Gather every line in the rows below that contains the word "river", matching its capitalization exactly.

>> Start RECORDED INFORMATION

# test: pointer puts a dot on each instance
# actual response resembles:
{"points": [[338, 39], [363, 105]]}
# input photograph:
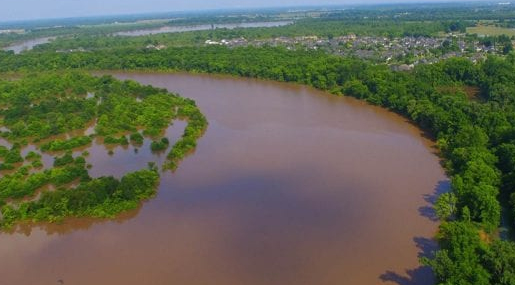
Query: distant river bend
{"points": [[289, 185]]}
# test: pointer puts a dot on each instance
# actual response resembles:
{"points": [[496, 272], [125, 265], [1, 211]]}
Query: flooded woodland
{"points": [[288, 185]]}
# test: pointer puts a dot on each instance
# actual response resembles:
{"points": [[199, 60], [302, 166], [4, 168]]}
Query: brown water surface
{"points": [[288, 186]]}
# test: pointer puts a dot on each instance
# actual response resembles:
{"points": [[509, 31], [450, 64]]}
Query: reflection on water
{"points": [[177, 29], [28, 45], [287, 186]]}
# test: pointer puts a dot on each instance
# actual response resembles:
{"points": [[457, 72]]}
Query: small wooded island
{"points": [[43, 110]]}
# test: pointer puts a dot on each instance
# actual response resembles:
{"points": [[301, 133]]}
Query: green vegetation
{"points": [[471, 134], [475, 131], [111, 140], [39, 106], [58, 145], [160, 145]]}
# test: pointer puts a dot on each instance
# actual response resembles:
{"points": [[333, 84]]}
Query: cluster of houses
{"points": [[403, 52]]}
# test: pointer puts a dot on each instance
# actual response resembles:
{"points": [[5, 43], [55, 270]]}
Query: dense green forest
{"points": [[39, 108], [468, 108], [474, 129]]}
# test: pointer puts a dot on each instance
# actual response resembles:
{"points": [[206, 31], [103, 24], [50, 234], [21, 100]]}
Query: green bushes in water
{"points": [[475, 130], [55, 105], [160, 145], [112, 140], [59, 145]]}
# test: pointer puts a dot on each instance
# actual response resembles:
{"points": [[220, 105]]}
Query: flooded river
{"points": [[288, 186], [28, 44]]}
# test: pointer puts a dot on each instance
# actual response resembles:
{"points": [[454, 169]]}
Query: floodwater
{"points": [[28, 45], [178, 29], [288, 186]]}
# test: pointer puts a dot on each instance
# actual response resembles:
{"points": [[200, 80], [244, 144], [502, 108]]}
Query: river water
{"points": [[288, 185]]}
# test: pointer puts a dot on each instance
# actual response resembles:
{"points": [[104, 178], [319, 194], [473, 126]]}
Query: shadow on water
{"points": [[418, 276], [428, 210], [427, 247]]}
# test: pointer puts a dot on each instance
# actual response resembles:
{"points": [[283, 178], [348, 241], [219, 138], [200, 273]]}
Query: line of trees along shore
{"points": [[39, 106], [468, 108]]}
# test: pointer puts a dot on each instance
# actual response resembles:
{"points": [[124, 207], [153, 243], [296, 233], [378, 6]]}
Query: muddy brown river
{"points": [[288, 185]]}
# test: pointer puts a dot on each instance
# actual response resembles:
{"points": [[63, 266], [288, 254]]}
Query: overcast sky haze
{"points": [[44, 9]]}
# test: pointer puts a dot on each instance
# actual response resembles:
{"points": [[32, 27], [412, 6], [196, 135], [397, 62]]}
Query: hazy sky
{"points": [[41, 9]]}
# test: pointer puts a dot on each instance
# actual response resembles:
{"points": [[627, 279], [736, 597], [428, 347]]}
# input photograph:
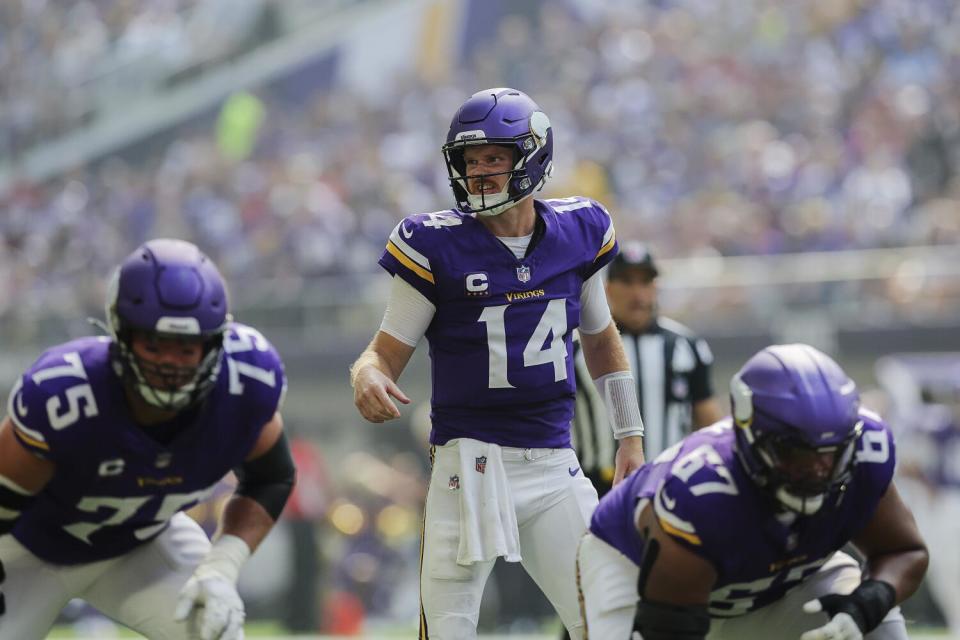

>> End RECORDED INFORMATION

## ANSWER TO THIS EXERCISE
Query: distant river bend
Query: flooded river
Query: river water
Query: muddy brown river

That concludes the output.